Object position labeling entries:

** Start **

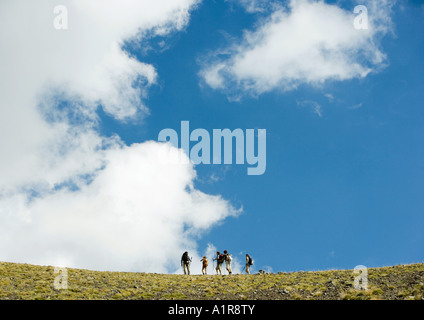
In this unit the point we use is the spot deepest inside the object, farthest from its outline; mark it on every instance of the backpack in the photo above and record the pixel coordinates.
(185, 258)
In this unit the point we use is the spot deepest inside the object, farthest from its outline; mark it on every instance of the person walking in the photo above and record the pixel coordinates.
(185, 263)
(249, 262)
(219, 260)
(228, 259)
(205, 264)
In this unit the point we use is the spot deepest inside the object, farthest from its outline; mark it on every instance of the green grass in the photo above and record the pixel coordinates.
(29, 282)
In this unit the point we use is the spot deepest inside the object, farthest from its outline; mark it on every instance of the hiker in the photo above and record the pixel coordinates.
(219, 260)
(185, 263)
(205, 265)
(249, 262)
(228, 260)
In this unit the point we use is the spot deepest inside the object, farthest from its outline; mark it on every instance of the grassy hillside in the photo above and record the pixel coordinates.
(23, 281)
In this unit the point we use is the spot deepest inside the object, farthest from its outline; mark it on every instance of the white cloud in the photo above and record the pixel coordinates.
(310, 42)
(69, 196)
(138, 214)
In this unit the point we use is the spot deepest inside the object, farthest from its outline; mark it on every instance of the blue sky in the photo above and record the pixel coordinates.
(345, 163)
(340, 190)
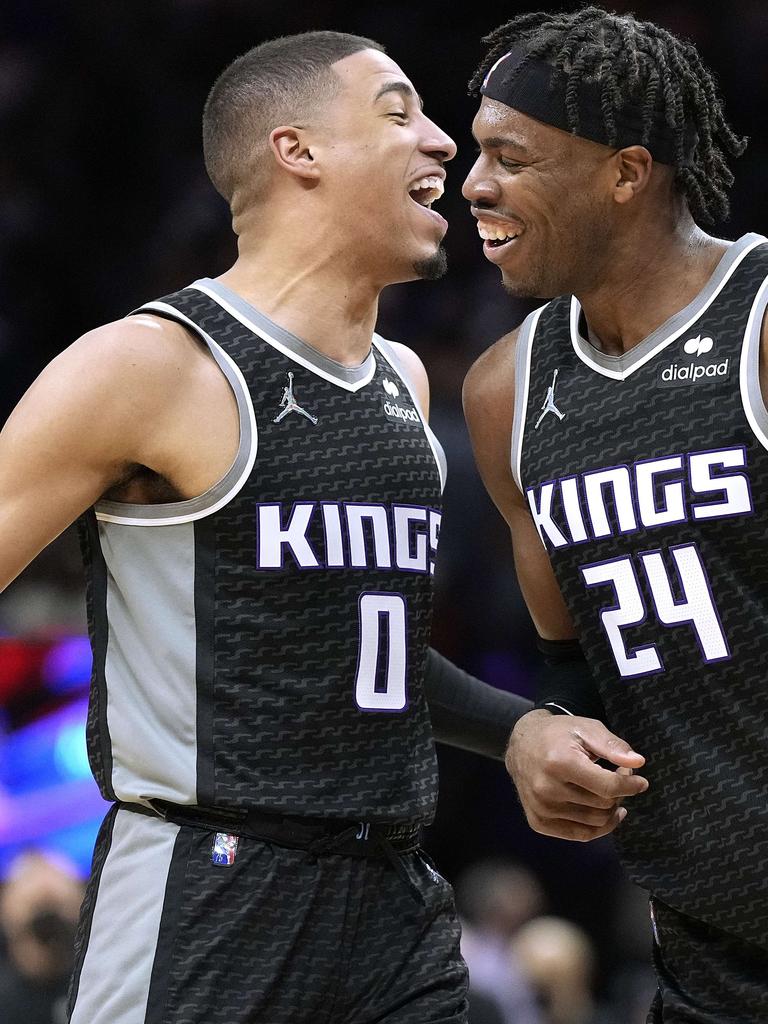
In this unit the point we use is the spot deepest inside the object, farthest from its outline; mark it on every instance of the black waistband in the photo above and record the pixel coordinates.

** End **

Given exercise:
Copy everything from the line containing "of the grassy" down to the end of the listing, both ends included, and leave the pictures out of your answer.

Response below:
In this unit the point we use is the spot deepest inside the object, farthest from its outline; mark it on every instance of the grassy hillside in the photo above and record the pixel coordinates.
(23, 281)
In this unit the point we use is the spot deepest inside the object, farthest from its outline; mark it on every instance of the white cloud in the photo above and record the pixel coordinates.
(310, 42)
(69, 196)
(138, 214)
In this unit the point we use is the spot deepest inside the object, farthest from its outline; mark it on every instance of the blue sky in the photo above and record the pixel coordinates.
(345, 163)
(340, 190)
In this unit the point we use is the spot deepest inside the object, farthest from its outline; mark it on every instance of the black waistband in the photo above and record the pixel coordinates.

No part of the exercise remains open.